• _DATA RECORDS_:
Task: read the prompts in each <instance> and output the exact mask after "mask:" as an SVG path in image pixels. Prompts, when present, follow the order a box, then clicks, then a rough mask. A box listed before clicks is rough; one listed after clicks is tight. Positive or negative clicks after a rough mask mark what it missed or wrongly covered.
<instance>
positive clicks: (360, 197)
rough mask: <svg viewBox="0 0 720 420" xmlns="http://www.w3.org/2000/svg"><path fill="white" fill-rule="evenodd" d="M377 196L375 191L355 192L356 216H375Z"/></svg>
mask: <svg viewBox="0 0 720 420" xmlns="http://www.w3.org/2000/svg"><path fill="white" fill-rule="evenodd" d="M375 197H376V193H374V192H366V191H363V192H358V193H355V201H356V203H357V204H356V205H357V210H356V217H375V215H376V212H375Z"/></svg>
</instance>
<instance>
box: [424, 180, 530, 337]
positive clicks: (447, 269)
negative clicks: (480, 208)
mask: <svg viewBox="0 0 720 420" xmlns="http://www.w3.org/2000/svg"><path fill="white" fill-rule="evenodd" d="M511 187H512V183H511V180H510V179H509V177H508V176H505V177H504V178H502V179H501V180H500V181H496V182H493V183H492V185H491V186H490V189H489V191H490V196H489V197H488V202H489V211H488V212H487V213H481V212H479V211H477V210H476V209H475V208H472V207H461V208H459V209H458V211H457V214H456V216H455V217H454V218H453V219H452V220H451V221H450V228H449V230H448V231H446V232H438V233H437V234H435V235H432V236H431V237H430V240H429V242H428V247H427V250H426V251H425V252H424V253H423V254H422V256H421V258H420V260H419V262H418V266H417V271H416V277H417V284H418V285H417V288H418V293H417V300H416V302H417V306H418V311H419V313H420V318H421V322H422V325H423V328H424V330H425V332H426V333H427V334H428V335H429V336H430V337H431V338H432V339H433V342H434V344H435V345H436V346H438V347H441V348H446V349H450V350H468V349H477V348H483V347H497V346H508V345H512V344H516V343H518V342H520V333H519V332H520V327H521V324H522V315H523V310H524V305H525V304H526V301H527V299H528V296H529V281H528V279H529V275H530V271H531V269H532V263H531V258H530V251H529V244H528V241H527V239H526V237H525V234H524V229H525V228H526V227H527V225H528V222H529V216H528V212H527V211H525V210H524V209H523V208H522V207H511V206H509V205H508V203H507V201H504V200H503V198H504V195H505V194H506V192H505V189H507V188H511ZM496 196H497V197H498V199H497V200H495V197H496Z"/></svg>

• _EXERCISE INSTRUCTIONS_: The records above should be given again in full, exactly as written.

• _RESULT FOR THIS EXERCISE_:
Task: read the prompts in each <instance> and output the exact mask after "mask:" as an SVG path in image pixels. Prompts, when present, follow the order a box, then clicks, then a rough mask. A box listed before clicks is rough; one listed after clicks is tight. Positive or negative clicks after a rough mask mark what it missed or wrongly covered.
<instance>
positive clicks: (360, 197)
rough mask: <svg viewBox="0 0 720 420" xmlns="http://www.w3.org/2000/svg"><path fill="white" fill-rule="evenodd" d="M377 196L375 191L355 192L356 216H375Z"/></svg>
mask: <svg viewBox="0 0 720 420" xmlns="http://www.w3.org/2000/svg"><path fill="white" fill-rule="evenodd" d="M375 197H376V193H374V192H366V191H363V192H358V193H355V201H356V203H357V204H356V205H357V210H356V217H375V215H376V212H375Z"/></svg>
</instance>
<instance>
box: [424, 180, 530, 337]
positive clicks: (447, 269)
negative clicks: (480, 208)
mask: <svg viewBox="0 0 720 420" xmlns="http://www.w3.org/2000/svg"><path fill="white" fill-rule="evenodd" d="M511 187H512V183H511V180H510V179H509V177H508V176H505V177H504V178H502V179H501V180H500V181H496V182H493V183H492V185H491V186H490V189H489V191H490V196H489V197H488V202H489V211H488V212H487V213H481V212H479V211H477V210H476V209H475V208H472V207H461V208H459V209H458V211H457V214H456V216H455V217H454V218H453V219H452V220H451V221H450V228H449V230H448V231H446V232H438V233H437V234H435V235H432V236H431V237H430V240H429V242H428V247H427V250H426V251H425V252H424V253H423V254H422V256H421V258H420V260H419V262H418V266H417V271H416V277H417V284H418V285H417V288H418V293H417V300H416V302H417V306H418V311H419V313H420V318H421V322H422V325H423V328H424V330H425V332H426V333H427V334H428V335H429V336H430V337H431V338H432V339H433V342H434V344H435V345H436V346H438V347H441V348H446V349H450V350H468V349H477V348H483V347H497V346H508V345H512V344H516V343H518V342H520V333H519V332H520V327H521V324H522V315H523V310H524V305H525V304H526V301H527V299H528V296H529V281H528V279H529V275H530V271H531V269H532V263H531V258H530V251H529V244H528V241H527V239H526V237H525V234H524V229H525V228H526V227H527V225H528V222H529V216H528V212H527V211H525V210H524V209H523V208H522V207H511V206H509V205H508V203H507V201H504V200H503V198H504V195H505V194H506V192H505V189H507V188H511ZM496 196H497V197H498V199H497V200H495V197H496Z"/></svg>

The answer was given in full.